● **Required action 1**: Using the Rainbow Research text, explain in one to three sentences why this year's Pride Month is being celebrated online.
● **Required action 2**: Write the next part of the Rainbow Research text, picking up after its last quoted passage.

● **Text section**:
────────────────────────────────────────
Rainbow Research – Pride Month 2021
With Pride Month celebrations more difficult this year due to the pandemic, we are celebrating online!
Our journals are publishing Rainbow Research, a series of blog posts which aims to promote visibility of researchers from the LGBTQ+ community. Each post, published throughout the month of June, follows a theme represented by the colours shown in the Progress Pride flag.
“Life is more than being an ecologist, even a queer one. We can gift academic ecology the insights, brightness, wit, fight and often literal sparkle of queer vibrancy, but it remains only one part of life. What gifts – as the well-connected, travelled, respected scientists and educators we are – can we bring to our queer community outside campus? If that’s a new question to you, think on it.”
“I advocate that through discussion and actions from a diverse set of individuals we will get closer to making academia an inclusive, diverse, healthy, and safe environment for all. This will certainly help in lifting the barriers that hinder LGBTQ+ individuals in science and beyond, as the invention of the microscope lifted impediments to the study of microbial organisms, illuminating their diversity, which had always been there but was invisible to the unaided sight.”
────────────────────────────────────────
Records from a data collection
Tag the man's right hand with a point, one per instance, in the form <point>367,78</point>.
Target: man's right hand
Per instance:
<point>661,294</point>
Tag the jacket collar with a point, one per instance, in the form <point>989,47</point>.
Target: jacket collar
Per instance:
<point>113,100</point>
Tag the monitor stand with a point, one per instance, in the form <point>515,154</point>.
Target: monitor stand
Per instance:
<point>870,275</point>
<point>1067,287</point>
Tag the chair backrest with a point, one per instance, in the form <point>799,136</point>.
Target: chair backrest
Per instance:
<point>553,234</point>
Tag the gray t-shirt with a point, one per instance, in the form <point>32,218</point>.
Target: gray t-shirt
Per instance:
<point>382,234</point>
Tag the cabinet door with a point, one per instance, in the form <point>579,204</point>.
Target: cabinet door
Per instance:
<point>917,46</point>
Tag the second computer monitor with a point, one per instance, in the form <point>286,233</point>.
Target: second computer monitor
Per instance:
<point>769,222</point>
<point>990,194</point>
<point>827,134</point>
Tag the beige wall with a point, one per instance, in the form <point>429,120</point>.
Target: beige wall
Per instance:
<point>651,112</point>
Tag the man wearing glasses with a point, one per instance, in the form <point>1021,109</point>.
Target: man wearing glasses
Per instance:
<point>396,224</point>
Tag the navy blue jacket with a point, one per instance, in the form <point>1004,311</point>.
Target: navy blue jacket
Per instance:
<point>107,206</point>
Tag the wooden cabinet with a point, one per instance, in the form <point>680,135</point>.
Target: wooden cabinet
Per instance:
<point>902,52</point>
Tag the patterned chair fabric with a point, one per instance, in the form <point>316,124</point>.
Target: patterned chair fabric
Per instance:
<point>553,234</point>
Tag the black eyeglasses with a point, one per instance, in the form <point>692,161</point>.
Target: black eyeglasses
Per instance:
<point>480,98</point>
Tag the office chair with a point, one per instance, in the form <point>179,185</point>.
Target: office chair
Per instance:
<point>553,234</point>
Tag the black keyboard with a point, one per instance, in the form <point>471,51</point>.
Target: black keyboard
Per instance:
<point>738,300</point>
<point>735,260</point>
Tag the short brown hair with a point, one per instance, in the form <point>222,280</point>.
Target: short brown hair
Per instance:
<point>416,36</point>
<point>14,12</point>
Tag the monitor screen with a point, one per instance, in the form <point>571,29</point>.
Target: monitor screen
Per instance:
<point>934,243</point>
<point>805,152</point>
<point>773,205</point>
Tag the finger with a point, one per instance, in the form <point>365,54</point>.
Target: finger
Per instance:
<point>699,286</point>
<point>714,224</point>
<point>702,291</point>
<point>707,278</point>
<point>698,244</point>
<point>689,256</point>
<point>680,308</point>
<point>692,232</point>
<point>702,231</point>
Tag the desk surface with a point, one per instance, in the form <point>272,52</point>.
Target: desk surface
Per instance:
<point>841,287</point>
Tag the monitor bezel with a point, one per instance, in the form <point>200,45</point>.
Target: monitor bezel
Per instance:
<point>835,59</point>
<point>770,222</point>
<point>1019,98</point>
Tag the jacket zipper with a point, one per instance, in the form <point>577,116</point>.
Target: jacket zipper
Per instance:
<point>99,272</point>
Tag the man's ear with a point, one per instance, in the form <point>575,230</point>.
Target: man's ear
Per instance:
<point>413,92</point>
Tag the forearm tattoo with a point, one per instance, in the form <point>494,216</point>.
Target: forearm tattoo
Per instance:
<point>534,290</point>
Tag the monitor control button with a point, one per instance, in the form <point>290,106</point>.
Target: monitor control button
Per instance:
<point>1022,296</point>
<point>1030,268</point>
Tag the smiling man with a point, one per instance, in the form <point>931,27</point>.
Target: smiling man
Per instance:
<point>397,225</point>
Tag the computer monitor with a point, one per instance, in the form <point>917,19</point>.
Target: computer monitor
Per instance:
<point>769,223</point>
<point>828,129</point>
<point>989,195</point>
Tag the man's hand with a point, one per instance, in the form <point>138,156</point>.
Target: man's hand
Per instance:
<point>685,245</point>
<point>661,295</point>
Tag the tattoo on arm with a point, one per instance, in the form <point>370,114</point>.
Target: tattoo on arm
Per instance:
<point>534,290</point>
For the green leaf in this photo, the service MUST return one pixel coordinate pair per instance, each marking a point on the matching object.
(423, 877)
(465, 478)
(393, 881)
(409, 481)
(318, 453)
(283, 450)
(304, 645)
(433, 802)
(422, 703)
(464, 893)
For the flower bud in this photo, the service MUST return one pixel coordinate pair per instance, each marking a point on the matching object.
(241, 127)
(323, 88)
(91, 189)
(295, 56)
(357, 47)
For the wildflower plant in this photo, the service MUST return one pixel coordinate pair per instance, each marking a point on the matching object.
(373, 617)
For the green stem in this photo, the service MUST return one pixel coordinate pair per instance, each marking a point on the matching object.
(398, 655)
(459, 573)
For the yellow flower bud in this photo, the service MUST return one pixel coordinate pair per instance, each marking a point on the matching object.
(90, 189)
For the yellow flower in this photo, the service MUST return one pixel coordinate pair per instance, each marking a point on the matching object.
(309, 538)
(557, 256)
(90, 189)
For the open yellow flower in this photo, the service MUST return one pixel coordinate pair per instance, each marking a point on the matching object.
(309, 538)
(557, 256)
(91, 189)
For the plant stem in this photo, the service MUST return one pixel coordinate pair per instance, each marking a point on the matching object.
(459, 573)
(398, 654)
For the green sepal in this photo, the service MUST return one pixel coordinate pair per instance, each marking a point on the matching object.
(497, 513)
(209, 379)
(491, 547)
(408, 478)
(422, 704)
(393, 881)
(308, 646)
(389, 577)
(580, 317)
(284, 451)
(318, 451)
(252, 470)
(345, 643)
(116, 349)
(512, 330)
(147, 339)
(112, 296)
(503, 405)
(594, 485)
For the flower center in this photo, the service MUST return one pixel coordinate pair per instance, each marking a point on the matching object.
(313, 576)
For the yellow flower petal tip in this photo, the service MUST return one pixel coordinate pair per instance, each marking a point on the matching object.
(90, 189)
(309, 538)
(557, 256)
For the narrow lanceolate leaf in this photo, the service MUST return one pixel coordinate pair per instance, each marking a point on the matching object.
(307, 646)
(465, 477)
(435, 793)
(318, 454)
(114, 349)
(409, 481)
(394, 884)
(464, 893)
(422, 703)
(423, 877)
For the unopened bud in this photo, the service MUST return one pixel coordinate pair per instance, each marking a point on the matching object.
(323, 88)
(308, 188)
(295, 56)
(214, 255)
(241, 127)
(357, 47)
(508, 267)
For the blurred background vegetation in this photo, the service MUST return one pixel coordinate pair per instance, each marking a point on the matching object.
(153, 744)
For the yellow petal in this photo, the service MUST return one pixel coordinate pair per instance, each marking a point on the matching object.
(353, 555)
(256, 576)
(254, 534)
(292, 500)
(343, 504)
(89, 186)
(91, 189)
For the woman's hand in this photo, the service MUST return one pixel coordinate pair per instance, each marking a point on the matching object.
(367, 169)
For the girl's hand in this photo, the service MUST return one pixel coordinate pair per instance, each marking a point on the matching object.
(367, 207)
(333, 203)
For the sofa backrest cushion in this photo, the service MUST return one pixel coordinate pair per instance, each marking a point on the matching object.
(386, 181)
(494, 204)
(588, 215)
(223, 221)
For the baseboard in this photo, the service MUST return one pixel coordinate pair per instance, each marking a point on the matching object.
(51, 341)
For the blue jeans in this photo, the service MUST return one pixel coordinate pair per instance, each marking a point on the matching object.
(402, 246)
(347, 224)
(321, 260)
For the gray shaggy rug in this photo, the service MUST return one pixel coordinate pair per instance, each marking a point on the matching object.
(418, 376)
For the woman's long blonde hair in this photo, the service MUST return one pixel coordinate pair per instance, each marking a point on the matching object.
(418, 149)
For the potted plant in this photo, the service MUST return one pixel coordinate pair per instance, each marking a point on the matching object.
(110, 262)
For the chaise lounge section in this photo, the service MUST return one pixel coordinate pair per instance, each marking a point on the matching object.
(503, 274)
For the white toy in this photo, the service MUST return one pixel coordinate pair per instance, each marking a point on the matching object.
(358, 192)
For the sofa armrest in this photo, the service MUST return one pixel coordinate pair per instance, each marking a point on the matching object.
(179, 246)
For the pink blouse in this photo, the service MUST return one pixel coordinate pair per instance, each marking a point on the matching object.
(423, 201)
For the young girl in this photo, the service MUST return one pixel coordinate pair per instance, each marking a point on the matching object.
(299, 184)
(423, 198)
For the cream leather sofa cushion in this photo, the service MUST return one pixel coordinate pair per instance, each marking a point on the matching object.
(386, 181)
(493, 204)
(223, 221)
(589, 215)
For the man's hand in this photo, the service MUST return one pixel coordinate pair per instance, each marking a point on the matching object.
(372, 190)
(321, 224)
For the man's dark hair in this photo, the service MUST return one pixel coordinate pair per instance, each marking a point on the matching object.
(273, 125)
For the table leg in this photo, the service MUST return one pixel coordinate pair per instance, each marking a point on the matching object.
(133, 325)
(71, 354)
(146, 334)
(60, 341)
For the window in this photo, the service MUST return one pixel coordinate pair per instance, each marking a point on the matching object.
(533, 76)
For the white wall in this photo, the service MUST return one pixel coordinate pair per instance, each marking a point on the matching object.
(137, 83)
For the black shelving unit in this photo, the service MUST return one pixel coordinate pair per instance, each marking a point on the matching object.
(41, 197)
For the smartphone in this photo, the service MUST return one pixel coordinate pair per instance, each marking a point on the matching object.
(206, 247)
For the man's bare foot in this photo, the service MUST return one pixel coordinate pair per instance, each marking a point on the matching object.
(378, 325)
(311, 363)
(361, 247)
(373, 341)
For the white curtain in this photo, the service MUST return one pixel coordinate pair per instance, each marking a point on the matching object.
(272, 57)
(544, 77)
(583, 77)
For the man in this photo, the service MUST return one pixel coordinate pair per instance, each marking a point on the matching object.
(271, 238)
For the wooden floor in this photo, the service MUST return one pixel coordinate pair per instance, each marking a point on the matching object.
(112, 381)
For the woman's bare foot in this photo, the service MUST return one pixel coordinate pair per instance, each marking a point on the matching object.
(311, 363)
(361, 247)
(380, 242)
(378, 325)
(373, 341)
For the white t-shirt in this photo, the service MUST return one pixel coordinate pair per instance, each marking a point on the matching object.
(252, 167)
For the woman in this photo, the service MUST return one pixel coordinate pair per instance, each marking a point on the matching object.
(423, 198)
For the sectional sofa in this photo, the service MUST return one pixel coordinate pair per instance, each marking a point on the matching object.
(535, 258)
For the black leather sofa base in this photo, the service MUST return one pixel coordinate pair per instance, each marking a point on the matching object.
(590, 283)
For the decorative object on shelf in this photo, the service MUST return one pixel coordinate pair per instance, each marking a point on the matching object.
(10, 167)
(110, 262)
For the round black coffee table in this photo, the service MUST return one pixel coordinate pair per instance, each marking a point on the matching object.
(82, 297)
────────────────────────────────────────
● **Output 1**: Pride Month celebrations are more difficult this year because of the pandemic, so the celebration is taking place online.

● **Output 2**:
“There needs to be clear guidelines to ensure LGBTQ+ researchers have effective risk assessments and know what structures are in place to support them should they come into legal difficulties. This should become a standard part of the risk assessment process, not something the researcher has to bring to the university’s attention.”
“Biologists are in a unique position to defend the vitriol that still exists towards the LGBTQ+ community.
“We dedicate our lives to understanding nature’s ways and therefore are in a privileged position to offer understanding and knowledge, the power of which we cannot underestimate.”
“Pride for me is not partying or the commercialization of the queer experience. It is the community supporting itself and in doing so celebrating the individual diversity of all queer people. This fits back into why I love nature, as there are so many beautiful things to celebrate, and pride is just another time to do the same.”
“It is no surprise that the people who accepted me immediately were in minority groups themselves and knew what being stigmatised felt like, which is why I so strongly feel that equality and diversity are two of our most important things in society.”
“I asked to write for the yellow, or “sunlight,” section of the Progress Pride flag, as I feel empowered by my time on the sunny volcanic island of Ascension.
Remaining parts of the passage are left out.